§ **Work instruction**
Give the listing again, word for word.

§ **Records provided**
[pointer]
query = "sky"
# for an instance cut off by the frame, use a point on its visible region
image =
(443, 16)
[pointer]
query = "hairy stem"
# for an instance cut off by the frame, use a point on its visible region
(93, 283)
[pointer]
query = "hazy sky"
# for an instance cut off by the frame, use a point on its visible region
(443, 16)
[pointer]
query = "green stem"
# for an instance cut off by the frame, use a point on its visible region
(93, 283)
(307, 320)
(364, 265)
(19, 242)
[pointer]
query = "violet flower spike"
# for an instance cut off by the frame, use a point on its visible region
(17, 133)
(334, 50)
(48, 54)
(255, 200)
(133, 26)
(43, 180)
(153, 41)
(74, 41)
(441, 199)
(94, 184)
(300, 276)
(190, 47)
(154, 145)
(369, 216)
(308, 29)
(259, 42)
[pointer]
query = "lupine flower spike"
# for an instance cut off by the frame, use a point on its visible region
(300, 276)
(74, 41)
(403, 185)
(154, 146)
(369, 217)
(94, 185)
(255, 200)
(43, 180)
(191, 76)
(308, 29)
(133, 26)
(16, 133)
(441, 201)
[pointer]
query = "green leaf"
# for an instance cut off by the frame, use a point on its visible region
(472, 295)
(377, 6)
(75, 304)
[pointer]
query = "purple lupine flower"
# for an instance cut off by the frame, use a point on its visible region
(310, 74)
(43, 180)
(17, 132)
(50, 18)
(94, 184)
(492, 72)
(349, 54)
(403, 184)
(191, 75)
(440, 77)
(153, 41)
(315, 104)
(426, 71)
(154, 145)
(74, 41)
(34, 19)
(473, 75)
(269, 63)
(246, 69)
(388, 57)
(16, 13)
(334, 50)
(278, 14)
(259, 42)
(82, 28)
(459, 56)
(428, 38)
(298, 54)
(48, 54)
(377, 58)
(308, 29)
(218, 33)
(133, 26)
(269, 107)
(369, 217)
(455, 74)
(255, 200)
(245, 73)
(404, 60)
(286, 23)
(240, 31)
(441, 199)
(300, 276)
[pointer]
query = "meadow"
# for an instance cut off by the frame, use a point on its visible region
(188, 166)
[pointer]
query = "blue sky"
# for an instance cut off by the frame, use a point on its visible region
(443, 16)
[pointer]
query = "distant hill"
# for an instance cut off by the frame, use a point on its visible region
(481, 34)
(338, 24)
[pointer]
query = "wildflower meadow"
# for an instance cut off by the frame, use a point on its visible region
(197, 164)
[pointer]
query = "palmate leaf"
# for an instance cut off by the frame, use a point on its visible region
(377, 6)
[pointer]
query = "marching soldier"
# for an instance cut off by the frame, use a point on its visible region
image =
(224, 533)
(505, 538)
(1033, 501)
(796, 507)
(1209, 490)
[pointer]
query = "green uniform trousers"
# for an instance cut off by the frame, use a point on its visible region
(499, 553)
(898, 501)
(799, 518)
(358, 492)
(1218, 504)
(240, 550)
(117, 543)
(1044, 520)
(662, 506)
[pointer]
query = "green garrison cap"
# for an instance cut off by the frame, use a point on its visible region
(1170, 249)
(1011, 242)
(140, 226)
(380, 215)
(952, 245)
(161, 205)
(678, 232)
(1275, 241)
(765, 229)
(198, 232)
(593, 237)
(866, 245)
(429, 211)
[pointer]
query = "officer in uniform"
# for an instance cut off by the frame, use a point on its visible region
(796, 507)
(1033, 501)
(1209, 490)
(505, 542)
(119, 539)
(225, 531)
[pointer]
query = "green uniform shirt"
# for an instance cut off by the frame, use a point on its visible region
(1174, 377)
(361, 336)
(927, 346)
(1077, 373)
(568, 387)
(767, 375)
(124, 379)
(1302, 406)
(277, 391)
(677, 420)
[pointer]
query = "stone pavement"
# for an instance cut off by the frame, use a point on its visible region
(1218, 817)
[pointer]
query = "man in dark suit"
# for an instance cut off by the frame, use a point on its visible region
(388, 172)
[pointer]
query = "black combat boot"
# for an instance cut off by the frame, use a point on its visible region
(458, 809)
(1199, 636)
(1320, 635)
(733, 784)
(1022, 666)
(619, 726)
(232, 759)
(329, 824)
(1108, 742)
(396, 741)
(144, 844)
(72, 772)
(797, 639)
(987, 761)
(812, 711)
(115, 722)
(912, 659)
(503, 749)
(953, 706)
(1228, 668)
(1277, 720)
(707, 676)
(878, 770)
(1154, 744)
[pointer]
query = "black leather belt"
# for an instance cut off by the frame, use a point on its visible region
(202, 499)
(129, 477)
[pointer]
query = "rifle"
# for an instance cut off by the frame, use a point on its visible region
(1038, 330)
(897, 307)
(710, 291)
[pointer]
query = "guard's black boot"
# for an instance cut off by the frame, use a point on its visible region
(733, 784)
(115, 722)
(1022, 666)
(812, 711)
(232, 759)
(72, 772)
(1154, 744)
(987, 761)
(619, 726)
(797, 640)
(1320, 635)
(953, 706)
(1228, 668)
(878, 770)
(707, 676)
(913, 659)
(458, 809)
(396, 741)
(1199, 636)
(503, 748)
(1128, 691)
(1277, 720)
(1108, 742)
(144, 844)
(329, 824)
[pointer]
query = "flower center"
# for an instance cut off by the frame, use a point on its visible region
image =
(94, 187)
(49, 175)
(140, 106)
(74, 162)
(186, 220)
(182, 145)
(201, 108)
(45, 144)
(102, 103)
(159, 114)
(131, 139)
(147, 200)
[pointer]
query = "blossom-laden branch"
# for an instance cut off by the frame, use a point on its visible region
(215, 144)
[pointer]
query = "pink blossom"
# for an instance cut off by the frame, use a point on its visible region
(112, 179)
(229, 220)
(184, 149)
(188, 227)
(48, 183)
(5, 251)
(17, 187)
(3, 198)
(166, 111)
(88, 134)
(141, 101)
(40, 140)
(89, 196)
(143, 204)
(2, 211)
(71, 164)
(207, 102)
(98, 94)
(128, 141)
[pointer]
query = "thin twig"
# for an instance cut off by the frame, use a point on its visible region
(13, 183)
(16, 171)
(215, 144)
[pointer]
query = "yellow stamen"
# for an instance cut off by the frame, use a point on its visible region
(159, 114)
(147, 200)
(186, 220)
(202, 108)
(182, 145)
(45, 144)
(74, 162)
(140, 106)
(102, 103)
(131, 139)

§ **Response to the task**
[pointer]
query = "sky"
# for an instance cut off by the frame, use a point on its visible region
image =
(443, 16)
[pointer]
query = "hairy stem"
# for an instance cut off by the frame, use a point on its visible region
(93, 283)
[pointer]
query = "hazy sky"
# for an instance cut off by the frame, use a point on its visible region
(443, 16)
[pointer]
query = "green stem"
# for an instance cut off by the frame, use a point on its visible region
(93, 283)
(307, 320)
(364, 265)
(19, 242)
[pointer]
query = "violet flower spike"
# for an instance cut off by the frame, use a point on its visible region
(17, 133)
(334, 50)
(48, 54)
(255, 200)
(133, 26)
(43, 180)
(153, 41)
(74, 41)
(441, 199)
(94, 184)
(300, 276)
(190, 47)
(154, 145)
(369, 216)
(308, 29)
(259, 42)
[pointer]
query = "lupine flower spike"
# for an instance cut off by the frame, use a point on its visible region
(300, 276)
(74, 41)
(403, 185)
(154, 146)
(369, 217)
(94, 185)
(255, 200)
(43, 180)
(191, 76)
(308, 29)
(133, 26)
(16, 133)
(441, 201)
[pointer]
query = "green leaf"
# for an instance cut off by the frame, use a point on its visible region
(472, 295)
(377, 6)
(75, 304)
[pointer]
query = "purple lupine flower"
# for an instance cut off by the frame, use a point on its visible region
(310, 74)
(43, 180)
(17, 132)
(50, 18)
(94, 184)
(492, 72)
(349, 54)
(403, 184)
(191, 75)
(440, 77)
(153, 41)
(315, 104)
(426, 71)
(154, 145)
(74, 41)
(34, 19)
(473, 75)
(269, 63)
(246, 69)
(388, 57)
(16, 13)
(334, 50)
(278, 14)
(259, 42)
(82, 28)
(459, 56)
(428, 38)
(298, 54)
(48, 54)
(377, 58)
(308, 29)
(218, 33)
(133, 26)
(269, 107)
(369, 217)
(455, 74)
(255, 200)
(245, 73)
(404, 60)
(286, 23)
(240, 31)
(441, 199)
(300, 276)
[pointer]
query = "meadow"
# for an instance cut off by the frame, use a point on its visible region
(188, 166)
[pointer]
query = "blue sky"
# for an instance cut off by the frame, use a point on its visible region
(443, 16)
[pointer]
query = "distant hill"
# for an instance cut off by the frame, use a point on its visible region
(481, 34)
(338, 24)
[pointer]
query = "wildflower meadow"
# for an instance cut off by the frame, use a point on its visible region
(197, 164)
[pointer]
query = "palmate leaf"
# for an instance cut off by the frame, use a point on its visible region
(377, 6)
[pointer]
query = "marching soldier"
# for an instance cut off by the frame, use a point on its visible region
image =
(224, 533)
(505, 538)
(1033, 501)
(796, 507)
(1209, 490)
[pointer]
query = "green uniform trousers"
# for an instance cut off by the frame, use a point on its visible region
(499, 553)
(898, 501)
(799, 518)
(358, 492)
(1218, 504)
(240, 550)
(117, 543)
(1044, 520)
(662, 506)
[pointer]
query = "green garrison cap"
# for an instance cut off by the frame, use a point on its visible region
(1170, 249)
(1011, 242)
(140, 226)
(380, 215)
(952, 245)
(161, 205)
(678, 232)
(1275, 241)
(765, 229)
(198, 232)
(593, 237)
(866, 245)
(429, 211)
[pointer]
query = "officer in uniform"
# for an instance cut off by the frame, use a point on its visible region
(796, 507)
(1033, 501)
(1209, 490)
(505, 542)
(119, 539)
(225, 531)
[pointer]
query = "green uniform shirt"
# for an instance cut off by the frame, use a point on its visible region
(1174, 377)
(361, 336)
(927, 346)
(1077, 373)
(568, 387)
(767, 375)
(124, 379)
(1302, 406)
(277, 391)
(677, 420)
[pointer]
query = "stone pavement"
# for an instance cut off by the frame, use a point on its visible region
(1218, 817)
[pointer]
query = "man in dark suit"
# for an instance cut off by the frame, use a point on its visible region
(388, 172)
[pointer]
query = "black combat boot"
# for an instance cut off by the frame, use a point on its visible region
(458, 809)
(1199, 636)
(1320, 635)
(733, 784)
(1022, 666)
(619, 726)
(232, 759)
(329, 824)
(1108, 742)
(396, 741)
(144, 844)
(72, 772)
(797, 639)
(987, 761)
(812, 711)
(115, 722)
(912, 659)
(503, 749)
(953, 706)
(1228, 668)
(1277, 720)
(707, 676)
(878, 770)
(1154, 744)
[pointer]
query = "black leather belt"
# for an instance cut off by the frame, use a point on its visible region
(202, 499)
(129, 477)
[pointer]
query = "rifle"
# for an instance cut off by the frame, use a point on its visible region
(1038, 330)
(897, 307)
(710, 291)
[pointer]
query = "guard's black boot"
# for an instance cut off by the frame, use a point on its visible region
(733, 784)
(115, 722)
(1022, 666)
(812, 711)
(232, 759)
(72, 772)
(1154, 744)
(987, 761)
(619, 726)
(797, 640)
(1320, 635)
(953, 706)
(1228, 668)
(878, 770)
(707, 676)
(913, 659)
(458, 809)
(396, 741)
(1199, 636)
(503, 748)
(1128, 691)
(1277, 720)
(1108, 742)
(144, 844)
(329, 824)
[pointer]
query = "flower center"
# for an instance cut off by the frame, use a point on its visible region
image =
(94, 187)
(49, 175)
(140, 106)
(74, 162)
(186, 220)
(182, 145)
(201, 108)
(45, 144)
(102, 103)
(159, 114)
(131, 139)
(147, 200)
[pointer]
query = "blossom-laden branch"
# for an instance cut off by the frame, use a point on its visible region
(215, 144)
[pointer]
query = "pink blossom"
# for an instance cut off by the frame, use a point on its visible region
(112, 179)
(229, 220)
(184, 149)
(188, 227)
(48, 183)
(5, 251)
(17, 187)
(3, 198)
(166, 111)
(88, 134)
(141, 101)
(40, 140)
(89, 196)
(143, 204)
(2, 211)
(71, 164)
(207, 102)
(98, 94)
(128, 141)
[pointer]
query = "thin twig"
# for an instance cut off by the frame, use a point on its visible region
(13, 183)
(16, 171)
(215, 144)
[pointer]
query = "yellow stamen"
# for an instance cut off by the frame, use a point on its visible region
(159, 114)
(147, 200)
(186, 220)
(202, 108)
(182, 145)
(45, 144)
(74, 162)
(140, 106)
(102, 103)
(131, 139)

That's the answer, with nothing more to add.